======== Provided information

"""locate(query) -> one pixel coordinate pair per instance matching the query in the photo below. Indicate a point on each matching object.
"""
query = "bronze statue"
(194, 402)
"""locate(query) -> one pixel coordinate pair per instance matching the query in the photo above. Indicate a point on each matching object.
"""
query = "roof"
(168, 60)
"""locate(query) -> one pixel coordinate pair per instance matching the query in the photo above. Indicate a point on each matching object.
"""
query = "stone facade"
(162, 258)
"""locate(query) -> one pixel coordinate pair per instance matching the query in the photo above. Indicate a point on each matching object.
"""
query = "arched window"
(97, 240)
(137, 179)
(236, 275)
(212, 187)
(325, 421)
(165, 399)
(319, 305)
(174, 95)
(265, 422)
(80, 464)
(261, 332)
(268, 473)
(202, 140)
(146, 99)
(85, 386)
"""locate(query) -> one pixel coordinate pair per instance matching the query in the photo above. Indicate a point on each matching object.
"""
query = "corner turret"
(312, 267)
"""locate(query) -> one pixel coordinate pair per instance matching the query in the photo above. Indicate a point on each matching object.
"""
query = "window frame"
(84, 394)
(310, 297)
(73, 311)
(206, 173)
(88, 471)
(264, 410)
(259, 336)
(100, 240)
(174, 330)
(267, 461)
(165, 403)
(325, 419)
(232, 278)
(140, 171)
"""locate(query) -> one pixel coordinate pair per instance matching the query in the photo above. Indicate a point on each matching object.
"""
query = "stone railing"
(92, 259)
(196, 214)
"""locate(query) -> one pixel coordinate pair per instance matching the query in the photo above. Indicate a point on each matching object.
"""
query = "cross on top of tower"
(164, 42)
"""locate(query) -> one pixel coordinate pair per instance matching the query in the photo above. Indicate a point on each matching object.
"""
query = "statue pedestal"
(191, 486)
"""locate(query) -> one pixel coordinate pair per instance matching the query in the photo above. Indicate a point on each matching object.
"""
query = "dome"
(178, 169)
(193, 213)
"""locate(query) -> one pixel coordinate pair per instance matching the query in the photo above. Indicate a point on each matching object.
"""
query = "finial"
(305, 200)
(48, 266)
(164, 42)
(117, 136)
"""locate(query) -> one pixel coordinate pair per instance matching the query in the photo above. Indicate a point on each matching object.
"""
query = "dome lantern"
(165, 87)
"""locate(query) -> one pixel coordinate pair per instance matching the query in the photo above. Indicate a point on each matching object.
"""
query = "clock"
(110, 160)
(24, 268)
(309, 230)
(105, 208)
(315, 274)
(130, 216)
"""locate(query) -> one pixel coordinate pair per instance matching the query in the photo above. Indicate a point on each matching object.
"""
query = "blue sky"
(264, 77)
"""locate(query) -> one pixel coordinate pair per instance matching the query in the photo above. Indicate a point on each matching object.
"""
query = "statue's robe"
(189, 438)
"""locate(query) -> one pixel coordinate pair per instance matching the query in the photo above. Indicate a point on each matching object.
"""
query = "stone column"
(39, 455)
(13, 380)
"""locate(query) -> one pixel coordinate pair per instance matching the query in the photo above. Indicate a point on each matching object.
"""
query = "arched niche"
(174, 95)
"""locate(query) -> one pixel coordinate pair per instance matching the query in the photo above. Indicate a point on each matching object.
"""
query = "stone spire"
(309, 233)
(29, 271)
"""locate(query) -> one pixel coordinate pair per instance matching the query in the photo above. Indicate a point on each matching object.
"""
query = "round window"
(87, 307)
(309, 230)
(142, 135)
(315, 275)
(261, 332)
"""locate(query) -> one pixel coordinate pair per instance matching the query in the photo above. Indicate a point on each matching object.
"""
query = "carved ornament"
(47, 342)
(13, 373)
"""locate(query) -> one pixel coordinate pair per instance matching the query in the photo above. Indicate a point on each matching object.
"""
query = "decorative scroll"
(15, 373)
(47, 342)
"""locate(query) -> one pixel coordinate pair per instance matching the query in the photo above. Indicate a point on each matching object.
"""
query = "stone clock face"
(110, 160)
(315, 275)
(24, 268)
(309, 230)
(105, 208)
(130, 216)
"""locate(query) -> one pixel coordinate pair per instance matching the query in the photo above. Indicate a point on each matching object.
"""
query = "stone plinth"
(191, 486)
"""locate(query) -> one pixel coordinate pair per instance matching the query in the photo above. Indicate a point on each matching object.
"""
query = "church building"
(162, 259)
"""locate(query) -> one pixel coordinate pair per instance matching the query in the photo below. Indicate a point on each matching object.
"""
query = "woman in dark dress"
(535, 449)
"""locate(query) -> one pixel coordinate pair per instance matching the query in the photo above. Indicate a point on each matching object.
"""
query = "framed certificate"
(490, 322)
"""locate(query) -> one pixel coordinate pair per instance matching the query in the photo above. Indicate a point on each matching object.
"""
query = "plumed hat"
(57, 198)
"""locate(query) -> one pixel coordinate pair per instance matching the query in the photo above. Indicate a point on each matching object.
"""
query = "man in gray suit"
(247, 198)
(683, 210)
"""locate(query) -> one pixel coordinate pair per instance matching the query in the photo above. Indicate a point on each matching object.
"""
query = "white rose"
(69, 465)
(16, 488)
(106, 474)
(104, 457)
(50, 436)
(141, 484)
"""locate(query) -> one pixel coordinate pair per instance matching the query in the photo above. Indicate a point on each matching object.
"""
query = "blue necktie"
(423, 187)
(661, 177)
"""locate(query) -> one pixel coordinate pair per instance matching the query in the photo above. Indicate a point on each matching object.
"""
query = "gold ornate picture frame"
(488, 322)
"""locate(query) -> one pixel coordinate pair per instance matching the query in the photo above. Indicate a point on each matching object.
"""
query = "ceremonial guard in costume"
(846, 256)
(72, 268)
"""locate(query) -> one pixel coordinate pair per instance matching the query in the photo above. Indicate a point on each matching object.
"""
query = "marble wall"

================

→ **Your objective**
The job here is to write out all the entries again exactly.

→ **Expected answer**
"""locate(query) -> one pixel coordinate pair per instance matching the query in the photo below. Indicate a point on each matching object.
"""
query = "bronze statue"
(194, 402)
"""locate(query) -> one pixel coordinate pair per instance matching the query in the photo above. Indicate a point on each matching object.
"""
query = "roof"
(168, 60)
"""locate(query) -> one pixel coordinate pair per instance matching the query in the photo above. Indicate a point on each matching object.
"""
query = "stone facade"
(162, 258)
"""locate(query) -> one pixel coordinate pair per instance matching the query in the photo above. Indicate a point on each matching object.
"""
query = "arched window"
(97, 240)
(137, 179)
(236, 275)
(212, 187)
(325, 421)
(165, 399)
(319, 305)
(174, 95)
(265, 422)
(80, 464)
(261, 332)
(268, 473)
(202, 140)
(146, 99)
(85, 386)
"""locate(query) -> one pixel coordinate pair per instance matching the query in the photo above. Indicate a point on each matching object.
"""
query = "corner turret"
(312, 267)
"""locate(query) -> one pixel coordinate pair per instance matching the query in the photo above. Indicate a point on each matching object.
"""
query = "window frame"
(84, 394)
(310, 297)
(73, 311)
(206, 173)
(88, 471)
(264, 410)
(259, 336)
(100, 240)
(174, 330)
(267, 461)
(165, 403)
(325, 419)
(232, 278)
(140, 171)
"""locate(query) -> one pixel coordinate pair per instance matching the query in the photo above. Indicate a point on each matching object.
"""
query = "stone railing"
(92, 259)
(196, 214)
"""locate(query) -> one pixel coordinate pair per instance matching the query in the photo above. Indicate a point on each matching object.
"""
query = "cross on top of tower"
(164, 42)
"""locate(query) -> one pixel coordinate pair per instance matching the query in the photo above. Indicate a point on each matching object.
"""
query = "statue pedestal"
(191, 486)
"""locate(query) -> one pixel coordinate pair per instance matching the query in the photo above. Indicate a point on each matching object.
"""
query = "dome"
(178, 169)
(193, 213)
"""locate(query) -> one pixel coordinate pair per instance matching the query in the photo above. Indicate a point on each matching object.
"""
query = "finial"
(305, 200)
(48, 266)
(164, 42)
(117, 136)
"""locate(query) -> one pixel coordinate pair per instance matching the query in the photo above. Indicate a point on each matching object.
"""
query = "dome lantern"
(165, 87)
"""locate(query) -> one pixel coordinate pair per instance matching the query in the photo above. Indicate a point on each matching object.
"""
query = "clock"
(110, 160)
(24, 268)
(309, 230)
(105, 208)
(315, 274)
(130, 216)
"""locate(query) -> one pixel coordinate pair per instance matching the query in the photo above. Indicate a point on each matching object.
"""
query = "blue sky"
(264, 77)
"""locate(query) -> one pixel coordinate pair per instance matching the query in the photo above. Indicate a point on each matching object.
"""
query = "statue's robe"
(189, 438)
"""locate(query) -> one pixel coordinate pair per instance matching the query in the photo above. Indicate a point on each matching object.
"""
query = "stone column"
(39, 455)
(13, 380)
"""locate(query) -> one pixel coordinate pair per instance matching the query in the photo above. Indicate a point on each matching object.
"""
query = "arched niche"
(174, 95)
"""locate(query) -> one pixel coordinate pair per instance matching the query in the photo above. Indicate a point on each matching object.
"""
query = "stone spire"
(309, 233)
(29, 271)
"""locate(query) -> one pixel coordinate pair per instance matching the query in the photo above. Indicate a point on each matching object.
"""
query = "round window"
(87, 307)
(309, 230)
(142, 135)
(315, 275)
(261, 332)
"""locate(query) -> one pixel coordinate pair per instance matching the query in the photo above. Indicate a point on each matching object.
"""
query = "carved ornament"
(47, 342)
(13, 373)
"""locate(query) -> one pixel coordinate pair per instance matching the query in the photo above. Indicate a point on each matching object.
"""
query = "decorative scroll"
(15, 373)
(47, 342)
"""locate(query) -> one pixel coordinate pair per instance matching the query in the photo above. Indicate a point on each matching object.
"""
query = "stone clock face"
(110, 160)
(315, 275)
(24, 268)
(309, 230)
(105, 208)
(130, 216)
"""locate(query) -> one pixel coordinate pair per instance matching the query in the photo above. Indicate a point on each matching object.
"""
query = "stone plinth"
(191, 486)
"""locate(query) -> one pixel coordinate pair per instance matching the query in the photo above. Indicate a point on each matching object.
"""
query = "church building"
(162, 259)
"""locate(query) -> one pixel coordinate pair per instance matching the query in the photo below. Indicate a point on each matching object.
"""
query = "woman in dark dress"
(535, 449)
"""locate(query) -> one pixel coordinate pair per instance matching the query in the photo above. Indicate a point on each matching object.
"""
query = "framed certificate"
(490, 322)
"""locate(query) -> one pixel coordinate pair per instance matching the query in the photo above. Indicate a point on each matching object.
"""
query = "plumed hat"
(57, 198)
"""locate(query) -> one pixel coordinate pair per instance matching the query in the photo above. Indicate a point on each matching object.
"""
query = "man in gray suit"
(247, 198)
(683, 210)
"""locate(query) -> one pixel coordinate pair per instance matching the query in the photo above. Indicate a point on each matching object.
"""
query = "white rose"
(69, 465)
(16, 488)
(106, 474)
(104, 457)
(50, 436)
(141, 484)
"""locate(query) -> one pixel coordinate pair per instance matching the query in the photo above. Indicate a point on each matching object.
"""
query = "blue necktie"
(423, 187)
(661, 177)
"""locate(query) -> one pixel coordinate pair per instance matching the query in the photo above. Indicate a point on each matching object.
"""
query = "gold ornate picture frame"
(488, 322)
"""locate(query) -> one pixel coordinate pair per instance matching the query in the photo above. Indicate a point on each matching object.
"""
query = "ceremonial guard in costume"
(846, 256)
(72, 268)
"""locate(query) -> one pixel coordinate pair per instance matching the query in the photo above. Indicate a point on each matching object.
"""
query = "marble wall"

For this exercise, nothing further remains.